**Supplied information**
##############################
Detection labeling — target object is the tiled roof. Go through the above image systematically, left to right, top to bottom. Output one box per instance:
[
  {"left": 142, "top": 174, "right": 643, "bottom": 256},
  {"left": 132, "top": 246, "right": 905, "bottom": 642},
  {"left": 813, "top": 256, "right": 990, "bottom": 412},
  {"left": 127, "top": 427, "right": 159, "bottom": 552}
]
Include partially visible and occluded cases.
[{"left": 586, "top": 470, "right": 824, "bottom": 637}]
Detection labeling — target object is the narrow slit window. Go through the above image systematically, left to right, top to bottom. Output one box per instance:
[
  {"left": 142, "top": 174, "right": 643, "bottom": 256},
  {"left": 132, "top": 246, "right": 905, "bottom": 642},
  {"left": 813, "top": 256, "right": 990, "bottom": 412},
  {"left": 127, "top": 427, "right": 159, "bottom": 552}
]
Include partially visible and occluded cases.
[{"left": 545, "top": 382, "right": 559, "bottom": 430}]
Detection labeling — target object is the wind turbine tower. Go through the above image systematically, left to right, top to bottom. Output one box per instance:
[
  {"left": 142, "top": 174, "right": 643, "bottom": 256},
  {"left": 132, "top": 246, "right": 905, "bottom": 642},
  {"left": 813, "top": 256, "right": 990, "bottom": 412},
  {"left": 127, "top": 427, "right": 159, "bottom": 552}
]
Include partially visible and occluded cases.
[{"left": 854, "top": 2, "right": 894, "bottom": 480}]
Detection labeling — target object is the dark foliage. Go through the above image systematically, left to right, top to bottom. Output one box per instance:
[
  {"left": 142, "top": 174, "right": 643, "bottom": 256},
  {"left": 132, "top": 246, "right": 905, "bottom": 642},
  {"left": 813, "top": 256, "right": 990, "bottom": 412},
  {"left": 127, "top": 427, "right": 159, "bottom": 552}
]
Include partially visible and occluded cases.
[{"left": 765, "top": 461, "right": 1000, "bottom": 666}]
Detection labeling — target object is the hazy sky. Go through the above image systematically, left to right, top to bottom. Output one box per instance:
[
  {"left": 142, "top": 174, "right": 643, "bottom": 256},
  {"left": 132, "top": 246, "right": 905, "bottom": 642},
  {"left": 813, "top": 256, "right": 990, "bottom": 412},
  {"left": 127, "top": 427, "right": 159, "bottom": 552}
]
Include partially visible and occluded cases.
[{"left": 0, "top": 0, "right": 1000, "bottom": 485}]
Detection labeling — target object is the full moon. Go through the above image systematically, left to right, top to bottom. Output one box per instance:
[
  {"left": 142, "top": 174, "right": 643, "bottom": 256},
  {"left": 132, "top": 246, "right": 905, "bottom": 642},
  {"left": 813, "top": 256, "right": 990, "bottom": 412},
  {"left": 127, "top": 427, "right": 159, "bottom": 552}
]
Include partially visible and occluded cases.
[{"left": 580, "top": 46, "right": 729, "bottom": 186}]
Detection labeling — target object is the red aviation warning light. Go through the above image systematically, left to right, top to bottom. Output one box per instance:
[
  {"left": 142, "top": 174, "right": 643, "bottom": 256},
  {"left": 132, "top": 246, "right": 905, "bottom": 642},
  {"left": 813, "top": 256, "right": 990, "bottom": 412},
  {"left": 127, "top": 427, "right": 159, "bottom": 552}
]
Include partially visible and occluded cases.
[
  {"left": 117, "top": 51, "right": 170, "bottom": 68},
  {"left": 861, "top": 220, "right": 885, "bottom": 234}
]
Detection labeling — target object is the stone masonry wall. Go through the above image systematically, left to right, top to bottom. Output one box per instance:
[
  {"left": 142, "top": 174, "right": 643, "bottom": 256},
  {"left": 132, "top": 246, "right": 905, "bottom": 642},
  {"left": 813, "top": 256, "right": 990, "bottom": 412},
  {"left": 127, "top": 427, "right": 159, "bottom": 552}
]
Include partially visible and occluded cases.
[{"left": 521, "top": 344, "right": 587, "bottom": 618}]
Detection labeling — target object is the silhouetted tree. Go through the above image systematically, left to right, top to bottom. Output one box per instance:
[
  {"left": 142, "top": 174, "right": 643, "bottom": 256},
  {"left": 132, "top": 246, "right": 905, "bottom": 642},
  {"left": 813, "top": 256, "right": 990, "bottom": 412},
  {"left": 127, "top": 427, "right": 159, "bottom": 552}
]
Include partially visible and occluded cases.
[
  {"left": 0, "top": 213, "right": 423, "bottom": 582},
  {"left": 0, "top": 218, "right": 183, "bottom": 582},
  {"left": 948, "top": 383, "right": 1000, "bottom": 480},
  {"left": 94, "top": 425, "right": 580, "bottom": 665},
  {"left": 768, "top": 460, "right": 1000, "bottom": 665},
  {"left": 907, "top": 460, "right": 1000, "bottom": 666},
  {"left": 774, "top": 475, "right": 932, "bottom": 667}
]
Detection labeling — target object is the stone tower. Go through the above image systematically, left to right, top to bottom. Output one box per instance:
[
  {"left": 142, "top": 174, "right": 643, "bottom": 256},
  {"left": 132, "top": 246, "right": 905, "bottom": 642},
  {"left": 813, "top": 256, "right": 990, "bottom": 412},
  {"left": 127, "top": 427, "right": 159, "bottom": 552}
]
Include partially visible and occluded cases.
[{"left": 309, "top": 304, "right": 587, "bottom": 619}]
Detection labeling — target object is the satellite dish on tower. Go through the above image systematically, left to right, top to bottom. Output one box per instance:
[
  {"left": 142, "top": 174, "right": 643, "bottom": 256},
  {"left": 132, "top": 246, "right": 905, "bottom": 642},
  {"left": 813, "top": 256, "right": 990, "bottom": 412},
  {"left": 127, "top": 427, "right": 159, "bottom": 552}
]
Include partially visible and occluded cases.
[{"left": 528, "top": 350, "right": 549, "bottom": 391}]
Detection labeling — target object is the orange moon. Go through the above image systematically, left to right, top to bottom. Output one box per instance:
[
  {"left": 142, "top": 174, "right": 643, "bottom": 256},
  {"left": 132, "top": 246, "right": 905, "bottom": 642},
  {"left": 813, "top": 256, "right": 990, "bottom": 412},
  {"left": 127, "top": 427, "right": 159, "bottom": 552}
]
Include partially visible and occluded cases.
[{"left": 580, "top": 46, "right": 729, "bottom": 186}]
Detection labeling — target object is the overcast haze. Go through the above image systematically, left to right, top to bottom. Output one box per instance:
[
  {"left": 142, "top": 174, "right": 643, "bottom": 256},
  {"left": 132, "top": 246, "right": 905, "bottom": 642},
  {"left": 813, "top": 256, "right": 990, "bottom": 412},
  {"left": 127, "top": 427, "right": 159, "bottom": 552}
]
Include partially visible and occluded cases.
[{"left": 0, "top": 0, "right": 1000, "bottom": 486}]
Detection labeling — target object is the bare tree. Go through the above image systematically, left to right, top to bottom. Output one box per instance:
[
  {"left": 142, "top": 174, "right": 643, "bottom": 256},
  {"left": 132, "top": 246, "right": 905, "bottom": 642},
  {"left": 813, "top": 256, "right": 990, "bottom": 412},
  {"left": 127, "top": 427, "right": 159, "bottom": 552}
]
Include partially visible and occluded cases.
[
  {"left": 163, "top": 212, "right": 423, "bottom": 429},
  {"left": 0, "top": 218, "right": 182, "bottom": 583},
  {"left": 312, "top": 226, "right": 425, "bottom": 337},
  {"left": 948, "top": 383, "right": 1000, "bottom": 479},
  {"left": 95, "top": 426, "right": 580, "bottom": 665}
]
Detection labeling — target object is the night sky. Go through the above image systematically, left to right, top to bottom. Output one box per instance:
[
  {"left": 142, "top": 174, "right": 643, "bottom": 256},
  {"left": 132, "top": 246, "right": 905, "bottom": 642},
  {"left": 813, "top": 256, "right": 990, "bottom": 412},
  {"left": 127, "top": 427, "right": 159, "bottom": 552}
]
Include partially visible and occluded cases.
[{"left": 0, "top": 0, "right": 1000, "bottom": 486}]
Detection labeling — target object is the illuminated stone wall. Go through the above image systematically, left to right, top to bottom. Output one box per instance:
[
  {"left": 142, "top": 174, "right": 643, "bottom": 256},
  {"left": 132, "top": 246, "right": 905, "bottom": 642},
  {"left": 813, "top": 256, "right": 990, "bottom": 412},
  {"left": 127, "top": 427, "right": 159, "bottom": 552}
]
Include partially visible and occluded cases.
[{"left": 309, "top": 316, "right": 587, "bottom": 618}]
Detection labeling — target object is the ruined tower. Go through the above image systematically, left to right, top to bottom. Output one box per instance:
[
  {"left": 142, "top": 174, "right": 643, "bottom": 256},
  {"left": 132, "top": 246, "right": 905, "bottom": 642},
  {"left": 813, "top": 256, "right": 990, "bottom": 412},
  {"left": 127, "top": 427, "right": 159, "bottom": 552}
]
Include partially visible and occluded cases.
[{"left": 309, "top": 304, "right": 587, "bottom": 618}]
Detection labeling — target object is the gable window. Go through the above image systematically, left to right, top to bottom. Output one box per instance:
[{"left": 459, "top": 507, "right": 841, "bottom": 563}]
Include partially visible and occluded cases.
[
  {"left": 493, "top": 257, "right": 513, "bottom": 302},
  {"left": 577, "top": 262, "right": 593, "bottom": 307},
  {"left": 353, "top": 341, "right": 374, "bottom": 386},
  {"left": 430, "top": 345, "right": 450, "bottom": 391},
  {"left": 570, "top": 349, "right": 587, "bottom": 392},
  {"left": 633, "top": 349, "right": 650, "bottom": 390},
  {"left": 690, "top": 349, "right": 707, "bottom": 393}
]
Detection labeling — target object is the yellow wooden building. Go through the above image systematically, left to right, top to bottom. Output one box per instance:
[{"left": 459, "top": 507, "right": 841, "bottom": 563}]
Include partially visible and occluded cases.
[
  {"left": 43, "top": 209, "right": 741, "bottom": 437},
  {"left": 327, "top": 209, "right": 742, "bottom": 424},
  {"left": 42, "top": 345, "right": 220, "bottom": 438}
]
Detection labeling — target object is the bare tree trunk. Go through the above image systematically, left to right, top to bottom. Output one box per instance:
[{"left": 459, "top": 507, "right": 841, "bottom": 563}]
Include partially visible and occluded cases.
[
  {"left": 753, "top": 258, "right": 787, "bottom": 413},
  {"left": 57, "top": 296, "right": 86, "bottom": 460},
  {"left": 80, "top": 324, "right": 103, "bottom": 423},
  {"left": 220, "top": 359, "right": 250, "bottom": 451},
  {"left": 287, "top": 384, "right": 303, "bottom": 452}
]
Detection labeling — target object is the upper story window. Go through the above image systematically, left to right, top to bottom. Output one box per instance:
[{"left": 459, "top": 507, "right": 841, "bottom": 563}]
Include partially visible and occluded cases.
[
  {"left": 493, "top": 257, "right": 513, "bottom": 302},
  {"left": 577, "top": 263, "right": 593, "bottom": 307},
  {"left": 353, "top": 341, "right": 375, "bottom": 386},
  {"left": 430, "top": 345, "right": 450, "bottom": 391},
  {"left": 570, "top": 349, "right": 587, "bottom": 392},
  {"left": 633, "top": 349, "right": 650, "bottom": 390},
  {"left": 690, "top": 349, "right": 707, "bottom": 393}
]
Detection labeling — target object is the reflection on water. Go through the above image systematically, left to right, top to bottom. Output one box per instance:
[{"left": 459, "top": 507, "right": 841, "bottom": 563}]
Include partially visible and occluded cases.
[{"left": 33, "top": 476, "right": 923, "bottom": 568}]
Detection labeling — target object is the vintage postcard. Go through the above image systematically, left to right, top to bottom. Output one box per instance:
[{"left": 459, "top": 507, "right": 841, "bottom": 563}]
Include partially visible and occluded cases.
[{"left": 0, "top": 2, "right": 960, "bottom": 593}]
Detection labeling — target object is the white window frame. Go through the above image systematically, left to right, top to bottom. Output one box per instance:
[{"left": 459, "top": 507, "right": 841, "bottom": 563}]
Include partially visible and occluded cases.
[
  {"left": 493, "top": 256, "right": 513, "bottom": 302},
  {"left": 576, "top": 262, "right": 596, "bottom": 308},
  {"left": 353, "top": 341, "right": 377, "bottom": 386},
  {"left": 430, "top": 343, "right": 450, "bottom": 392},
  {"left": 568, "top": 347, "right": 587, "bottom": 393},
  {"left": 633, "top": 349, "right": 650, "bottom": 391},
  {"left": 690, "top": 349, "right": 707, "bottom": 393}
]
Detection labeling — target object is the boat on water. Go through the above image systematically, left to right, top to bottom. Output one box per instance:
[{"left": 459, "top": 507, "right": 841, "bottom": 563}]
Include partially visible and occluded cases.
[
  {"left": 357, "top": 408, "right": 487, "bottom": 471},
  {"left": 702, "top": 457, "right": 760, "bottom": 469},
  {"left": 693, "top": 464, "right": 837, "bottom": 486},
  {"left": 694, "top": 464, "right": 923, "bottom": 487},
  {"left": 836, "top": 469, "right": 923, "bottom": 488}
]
##############################
**What is asked**
Format the lines above, starting with the one that contains "Detection labeling — target object is the boat" and continuing to the end of the rows, as a JSON list of strings with one string per line and no blank lines.

**Solved problem**
[
  "Detection labeling — target object is the boat on water. Go through the above image systematically, left to right, top to bottom. Output one box per instance:",
  "[{\"left\": 459, \"top\": 507, \"right\": 841, \"bottom\": 563}]",
  "Include partially visible and occluded cases.",
  "[",
  "  {\"left\": 357, \"top\": 408, \"right\": 487, \"bottom\": 471},",
  "  {\"left\": 702, \"top\": 457, \"right\": 760, \"bottom\": 469},",
  "  {\"left\": 693, \"top\": 464, \"right\": 837, \"bottom\": 486},",
  "  {\"left\": 694, \"top\": 464, \"right\": 923, \"bottom\": 487},",
  "  {\"left\": 836, \"top\": 469, \"right\": 923, \"bottom\": 488}",
  "]"
]